Foco potencial de frustração
Pedro J. Bondaczuk
A
atuação da Assembleia Nacional Constituinte, e o fato dela não
ser exclusiva, foram os dois geradores de tensões políticas no
corrente ano, caracterizado por crises de toda a sorte, que foram
desde a econômica – que nos acompanha a partir do grande naufrágio
de setembro de 1982, quando o País constatou, perplexo, que estava
virtualmente falido – até a de credibilidade dos homens públicos.
A
má assessoria prestada ao presidente José Sarney conseguiu, em
pouco tempo, não somente causar erosão em sua popularidade –
conquistada na vigência do Plano Cruzado – mas, pior: tornou o
governante um dos mais impopulares da história republicana
brasileira. Não que esteja cometendo erros sobre erros. Ocorre que a
falta de sintonia entre seus colaboradores o deixa, virtualmente, de
mãos atadas, impedindo-o de governar de fato.
Quanto
à Constituinte, intransigência tem se mostrado a palavra-chave. Os
vários grupos que compõem a Assembleia de notáveis não vêm
conseguindo se entender (ou não querem chegar ao entendimento, o que
nos parece mais provável). Essas desavenças causam grande atraso na
conclusão da nova Constituição.

▸ **Dados fornecidos**
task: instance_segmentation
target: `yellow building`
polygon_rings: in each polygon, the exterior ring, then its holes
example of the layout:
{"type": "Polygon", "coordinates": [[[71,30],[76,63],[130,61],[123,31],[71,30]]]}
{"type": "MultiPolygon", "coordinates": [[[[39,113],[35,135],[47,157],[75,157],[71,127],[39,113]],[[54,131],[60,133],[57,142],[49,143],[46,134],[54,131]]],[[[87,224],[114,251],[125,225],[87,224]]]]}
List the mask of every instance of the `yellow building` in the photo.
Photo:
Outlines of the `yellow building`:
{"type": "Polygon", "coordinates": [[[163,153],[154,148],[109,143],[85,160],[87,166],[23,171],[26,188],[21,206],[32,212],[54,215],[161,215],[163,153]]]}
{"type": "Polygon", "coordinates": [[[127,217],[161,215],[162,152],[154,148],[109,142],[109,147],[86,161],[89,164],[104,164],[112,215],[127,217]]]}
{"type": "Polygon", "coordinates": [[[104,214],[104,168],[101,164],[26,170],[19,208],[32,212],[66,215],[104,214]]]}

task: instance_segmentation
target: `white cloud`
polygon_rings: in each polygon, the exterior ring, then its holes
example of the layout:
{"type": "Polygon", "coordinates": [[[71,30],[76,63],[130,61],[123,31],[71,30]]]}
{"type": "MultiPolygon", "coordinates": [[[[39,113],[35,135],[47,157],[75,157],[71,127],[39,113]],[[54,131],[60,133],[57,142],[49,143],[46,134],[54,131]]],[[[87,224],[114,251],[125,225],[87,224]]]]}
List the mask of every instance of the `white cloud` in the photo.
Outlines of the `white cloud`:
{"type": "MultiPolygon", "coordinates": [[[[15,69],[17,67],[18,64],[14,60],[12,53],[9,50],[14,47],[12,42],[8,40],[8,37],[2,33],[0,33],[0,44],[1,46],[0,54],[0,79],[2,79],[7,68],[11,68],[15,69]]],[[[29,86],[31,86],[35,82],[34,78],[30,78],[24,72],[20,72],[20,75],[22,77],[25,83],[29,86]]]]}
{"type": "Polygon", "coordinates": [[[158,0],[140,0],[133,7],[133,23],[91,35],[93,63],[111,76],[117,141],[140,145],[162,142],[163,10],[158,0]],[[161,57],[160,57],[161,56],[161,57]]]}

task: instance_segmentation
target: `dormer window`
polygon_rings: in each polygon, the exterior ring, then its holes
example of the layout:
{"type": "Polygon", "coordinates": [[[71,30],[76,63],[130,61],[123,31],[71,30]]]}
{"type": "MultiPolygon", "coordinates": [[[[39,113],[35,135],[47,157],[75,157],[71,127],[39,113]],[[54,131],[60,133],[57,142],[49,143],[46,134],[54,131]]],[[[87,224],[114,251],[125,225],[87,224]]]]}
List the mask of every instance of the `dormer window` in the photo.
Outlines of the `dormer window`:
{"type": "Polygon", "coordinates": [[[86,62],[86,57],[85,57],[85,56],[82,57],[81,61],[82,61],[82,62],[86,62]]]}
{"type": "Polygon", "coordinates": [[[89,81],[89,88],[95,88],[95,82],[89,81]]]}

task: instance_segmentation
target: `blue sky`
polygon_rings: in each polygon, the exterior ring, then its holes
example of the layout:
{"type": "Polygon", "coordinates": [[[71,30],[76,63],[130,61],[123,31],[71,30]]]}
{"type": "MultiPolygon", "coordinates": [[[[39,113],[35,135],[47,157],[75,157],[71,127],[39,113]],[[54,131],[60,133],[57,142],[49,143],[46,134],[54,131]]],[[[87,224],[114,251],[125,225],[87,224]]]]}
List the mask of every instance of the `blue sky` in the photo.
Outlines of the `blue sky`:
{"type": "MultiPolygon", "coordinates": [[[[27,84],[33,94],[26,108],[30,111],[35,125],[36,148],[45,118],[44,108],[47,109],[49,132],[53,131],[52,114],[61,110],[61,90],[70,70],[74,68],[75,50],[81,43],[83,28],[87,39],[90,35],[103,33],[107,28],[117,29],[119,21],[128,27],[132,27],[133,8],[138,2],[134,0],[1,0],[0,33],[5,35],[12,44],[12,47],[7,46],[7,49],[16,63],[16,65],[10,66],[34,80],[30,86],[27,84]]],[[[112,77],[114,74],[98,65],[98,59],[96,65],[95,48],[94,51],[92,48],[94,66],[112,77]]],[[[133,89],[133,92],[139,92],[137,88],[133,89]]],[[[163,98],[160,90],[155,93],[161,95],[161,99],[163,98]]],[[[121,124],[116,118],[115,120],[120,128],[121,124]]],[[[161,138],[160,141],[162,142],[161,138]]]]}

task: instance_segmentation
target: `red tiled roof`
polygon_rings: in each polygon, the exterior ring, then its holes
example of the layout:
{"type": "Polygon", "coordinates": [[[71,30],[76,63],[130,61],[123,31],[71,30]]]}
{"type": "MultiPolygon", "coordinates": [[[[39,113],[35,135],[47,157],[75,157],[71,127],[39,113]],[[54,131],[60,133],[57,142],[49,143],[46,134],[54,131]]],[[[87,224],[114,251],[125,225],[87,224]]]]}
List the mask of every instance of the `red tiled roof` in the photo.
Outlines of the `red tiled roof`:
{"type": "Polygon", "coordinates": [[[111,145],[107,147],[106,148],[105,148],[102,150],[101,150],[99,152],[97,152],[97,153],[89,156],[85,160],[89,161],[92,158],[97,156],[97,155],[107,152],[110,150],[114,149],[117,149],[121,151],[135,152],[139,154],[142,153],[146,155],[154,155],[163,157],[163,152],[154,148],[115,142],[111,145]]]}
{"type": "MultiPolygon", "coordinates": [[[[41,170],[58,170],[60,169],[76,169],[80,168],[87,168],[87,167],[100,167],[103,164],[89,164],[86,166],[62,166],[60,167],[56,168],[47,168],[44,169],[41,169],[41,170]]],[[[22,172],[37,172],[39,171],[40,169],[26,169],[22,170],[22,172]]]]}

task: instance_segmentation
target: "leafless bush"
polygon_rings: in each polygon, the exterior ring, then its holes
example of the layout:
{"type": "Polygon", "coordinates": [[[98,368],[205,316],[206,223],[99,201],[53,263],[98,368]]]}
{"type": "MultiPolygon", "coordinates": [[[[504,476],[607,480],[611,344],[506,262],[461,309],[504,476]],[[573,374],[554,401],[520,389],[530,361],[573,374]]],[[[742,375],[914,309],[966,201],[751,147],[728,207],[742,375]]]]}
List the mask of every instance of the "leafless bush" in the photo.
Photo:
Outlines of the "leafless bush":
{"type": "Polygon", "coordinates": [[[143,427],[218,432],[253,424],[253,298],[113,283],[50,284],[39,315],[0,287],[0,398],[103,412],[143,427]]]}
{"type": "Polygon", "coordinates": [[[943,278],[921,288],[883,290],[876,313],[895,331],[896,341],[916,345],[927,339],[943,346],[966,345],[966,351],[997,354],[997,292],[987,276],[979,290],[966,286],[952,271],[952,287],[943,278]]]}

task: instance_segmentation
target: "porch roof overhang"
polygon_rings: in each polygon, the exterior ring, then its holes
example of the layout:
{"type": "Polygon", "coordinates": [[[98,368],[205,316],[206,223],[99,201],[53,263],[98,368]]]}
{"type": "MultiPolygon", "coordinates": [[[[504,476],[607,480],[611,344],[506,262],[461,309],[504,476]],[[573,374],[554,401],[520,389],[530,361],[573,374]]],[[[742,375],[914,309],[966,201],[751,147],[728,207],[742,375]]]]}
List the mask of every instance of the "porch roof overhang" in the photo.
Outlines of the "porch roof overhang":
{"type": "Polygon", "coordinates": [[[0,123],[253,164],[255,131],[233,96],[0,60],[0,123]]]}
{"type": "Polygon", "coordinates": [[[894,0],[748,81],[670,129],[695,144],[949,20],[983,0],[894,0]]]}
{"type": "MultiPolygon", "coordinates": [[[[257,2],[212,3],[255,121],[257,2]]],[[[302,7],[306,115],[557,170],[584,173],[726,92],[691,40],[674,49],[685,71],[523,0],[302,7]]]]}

▸ **Tarefas**
1 > Reproduza sem alterações o texto sobre a Constituinte desde "Foco potencial de" até "dos homens públicos.".
2 > Localize nos registros todas as linhas que contêm a palavra "List" e copie cada uma delas. Leve em conta a diferença entre maiúsculas e minúsculas.

▸ **Respostas**
1 >
Foco potencial de frustração
Pedro J. Bondaczuk
A
atuação da Assembleia Nacional Constituinte, e o fato dela não
ser exclusiva, foram os dois geradores de tensões políticas no
corrente ano, caracterizado por crises de toda a sorte, que foram
desde a econômica – que nos acompanha a partir do grande naufrágio
de setembro de 1982, quando o País constatou, perplexo, que estava
virtualmente falido – até a de credibilidade dos homens públicos.

2 >
List the mask of every instance of the `yellow building` in the photo.
List the mask of every instance of the `white cloud` in the photo.
List the mask of every instance of the `dormer window` in the photo.
List the mask of every instance of the `blue sky` in the photo.
List the mask of every instance of the `red tiled roof` in the photo.
List the mask of every instance of the "leafless bush" in the photo.
List the mask of every instance of the "porch roof overhang" in the photo.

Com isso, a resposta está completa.